## Written exercise:
Express the rows as a two-column CSV with the columns named request and answer. Start with the first row and go on through the line containing "398 598 L 397". Give one CSV line per row, with its text and its answer each in a single quoted field and line breaks changed to spaces.

## Data for this task:
-- Begin --
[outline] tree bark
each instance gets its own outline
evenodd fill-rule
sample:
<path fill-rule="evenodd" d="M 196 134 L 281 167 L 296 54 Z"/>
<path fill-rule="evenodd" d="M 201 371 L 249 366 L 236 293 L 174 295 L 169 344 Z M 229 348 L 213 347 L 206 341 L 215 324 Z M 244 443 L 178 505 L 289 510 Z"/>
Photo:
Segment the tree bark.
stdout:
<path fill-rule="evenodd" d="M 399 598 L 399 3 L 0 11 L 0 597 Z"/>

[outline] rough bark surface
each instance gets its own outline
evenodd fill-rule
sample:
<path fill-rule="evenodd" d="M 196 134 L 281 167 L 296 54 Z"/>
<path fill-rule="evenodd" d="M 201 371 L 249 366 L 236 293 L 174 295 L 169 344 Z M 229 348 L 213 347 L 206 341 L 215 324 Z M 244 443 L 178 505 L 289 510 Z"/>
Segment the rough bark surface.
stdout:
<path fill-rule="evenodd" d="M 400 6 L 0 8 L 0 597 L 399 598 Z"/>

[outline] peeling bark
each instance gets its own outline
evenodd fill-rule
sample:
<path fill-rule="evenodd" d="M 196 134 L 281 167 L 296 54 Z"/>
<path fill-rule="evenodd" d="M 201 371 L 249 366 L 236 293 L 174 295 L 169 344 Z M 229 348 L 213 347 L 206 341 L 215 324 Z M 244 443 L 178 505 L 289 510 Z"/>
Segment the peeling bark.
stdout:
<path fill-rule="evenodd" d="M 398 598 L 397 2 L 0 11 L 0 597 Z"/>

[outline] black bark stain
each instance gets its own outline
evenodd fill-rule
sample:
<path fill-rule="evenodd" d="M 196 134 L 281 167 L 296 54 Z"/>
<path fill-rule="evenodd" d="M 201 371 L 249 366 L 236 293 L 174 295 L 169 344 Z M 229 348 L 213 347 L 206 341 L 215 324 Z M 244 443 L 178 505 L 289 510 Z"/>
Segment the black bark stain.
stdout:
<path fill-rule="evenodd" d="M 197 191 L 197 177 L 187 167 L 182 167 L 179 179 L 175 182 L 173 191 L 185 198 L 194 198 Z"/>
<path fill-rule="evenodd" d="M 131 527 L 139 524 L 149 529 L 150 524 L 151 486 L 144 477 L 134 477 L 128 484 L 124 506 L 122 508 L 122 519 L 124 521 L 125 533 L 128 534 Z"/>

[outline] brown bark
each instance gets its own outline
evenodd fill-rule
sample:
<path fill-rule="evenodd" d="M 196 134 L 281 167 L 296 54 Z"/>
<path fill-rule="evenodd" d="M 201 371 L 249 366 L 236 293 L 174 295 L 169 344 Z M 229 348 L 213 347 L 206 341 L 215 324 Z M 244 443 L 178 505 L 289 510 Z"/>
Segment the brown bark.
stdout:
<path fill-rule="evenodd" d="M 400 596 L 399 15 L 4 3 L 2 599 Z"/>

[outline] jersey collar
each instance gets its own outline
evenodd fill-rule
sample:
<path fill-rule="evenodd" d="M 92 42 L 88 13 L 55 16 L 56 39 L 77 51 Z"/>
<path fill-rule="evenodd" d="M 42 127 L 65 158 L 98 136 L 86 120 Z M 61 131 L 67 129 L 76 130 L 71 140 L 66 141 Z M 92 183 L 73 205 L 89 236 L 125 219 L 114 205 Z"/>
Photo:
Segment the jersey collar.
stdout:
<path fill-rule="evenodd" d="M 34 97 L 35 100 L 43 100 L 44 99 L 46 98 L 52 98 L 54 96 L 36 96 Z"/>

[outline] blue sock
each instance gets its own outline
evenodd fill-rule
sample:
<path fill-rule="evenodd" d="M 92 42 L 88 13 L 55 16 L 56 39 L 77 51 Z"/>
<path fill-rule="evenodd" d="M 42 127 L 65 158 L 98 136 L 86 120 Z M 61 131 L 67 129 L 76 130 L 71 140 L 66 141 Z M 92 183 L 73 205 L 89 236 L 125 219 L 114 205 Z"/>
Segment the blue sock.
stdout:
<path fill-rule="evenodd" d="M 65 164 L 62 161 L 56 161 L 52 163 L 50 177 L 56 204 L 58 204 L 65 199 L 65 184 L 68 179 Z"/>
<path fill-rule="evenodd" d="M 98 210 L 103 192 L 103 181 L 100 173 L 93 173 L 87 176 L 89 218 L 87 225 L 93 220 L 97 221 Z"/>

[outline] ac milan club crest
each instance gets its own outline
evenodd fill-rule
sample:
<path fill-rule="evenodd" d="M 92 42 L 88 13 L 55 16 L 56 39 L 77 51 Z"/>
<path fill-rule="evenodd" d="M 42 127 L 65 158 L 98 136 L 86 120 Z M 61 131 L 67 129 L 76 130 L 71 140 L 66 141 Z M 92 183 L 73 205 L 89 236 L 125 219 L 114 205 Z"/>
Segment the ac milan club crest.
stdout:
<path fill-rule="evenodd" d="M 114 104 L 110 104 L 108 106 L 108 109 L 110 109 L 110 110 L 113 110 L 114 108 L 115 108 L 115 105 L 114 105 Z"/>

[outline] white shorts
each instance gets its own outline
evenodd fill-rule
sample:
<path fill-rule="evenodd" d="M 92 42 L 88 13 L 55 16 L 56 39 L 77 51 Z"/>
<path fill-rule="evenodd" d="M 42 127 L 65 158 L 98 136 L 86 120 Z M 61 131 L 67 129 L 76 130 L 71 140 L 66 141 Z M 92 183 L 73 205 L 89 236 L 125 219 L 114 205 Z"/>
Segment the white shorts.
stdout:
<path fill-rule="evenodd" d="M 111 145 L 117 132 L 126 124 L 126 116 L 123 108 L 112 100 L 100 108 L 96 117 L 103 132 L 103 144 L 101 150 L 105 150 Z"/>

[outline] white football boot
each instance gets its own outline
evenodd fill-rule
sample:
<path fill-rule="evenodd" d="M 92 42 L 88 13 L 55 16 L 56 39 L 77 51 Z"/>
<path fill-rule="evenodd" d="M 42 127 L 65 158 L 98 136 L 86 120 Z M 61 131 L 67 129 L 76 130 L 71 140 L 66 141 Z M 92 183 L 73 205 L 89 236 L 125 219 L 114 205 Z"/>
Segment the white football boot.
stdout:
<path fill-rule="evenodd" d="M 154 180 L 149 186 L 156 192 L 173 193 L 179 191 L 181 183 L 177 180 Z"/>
-- End --
## Result:
request,answer
"[outline] tree bark each instance gets its own outline evenodd fill-rule sample: <path fill-rule=""evenodd"" d=""M 196 134 L 281 167 L 296 54 Z""/> <path fill-rule=""evenodd"" d=""M 201 371 L 249 366 L 236 293 L 174 295 L 169 344 Z M 229 348 L 213 347 L 206 341 L 215 324 Z M 244 443 L 178 505 L 289 510 Z""/> Photo: Segment the tree bark. stdout:","<path fill-rule=""evenodd"" d=""M 399 598 L 399 3 L 0 11 L 0 597 Z""/>"
"[outline] rough bark surface each instance gets its own outline evenodd fill-rule sample: <path fill-rule=""evenodd"" d=""M 196 134 L 281 167 L 296 54 Z""/> <path fill-rule=""evenodd"" d=""M 201 371 L 249 366 L 236 293 L 174 295 L 169 344 Z M 229 348 L 213 347 L 206 341 L 215 324 Z M 244 443 L 178 505 L 289 510 Z""/> Segment the rough bark surface. stdout:","<path fill-rule=""evenodd"" d=""M 400 6 L 0 8 L 0 597 L 399 598 Z""/>"
"[outline] peeling bark each instance gets its own outline evenodd fill-rule sample: <path fill-rule=""evenodd"" d=""M 196 134 L 281 167 L 296 54 Z""/> <path fill-rule=""evenodd"" d=""M 201 371 L 249 366 L 236 293 L 174 295 L 169 344 Z M 229 348 L 213 347 L 206 341 L 215 324 Z M 244 443 L 178 505 L 289 510 Z""/> Segment the peeling bark. stdout:","<path fill-rule=""evenodd"" d=""M 398 598 L 397 2 L 0 11 L 0 597 Z""/>"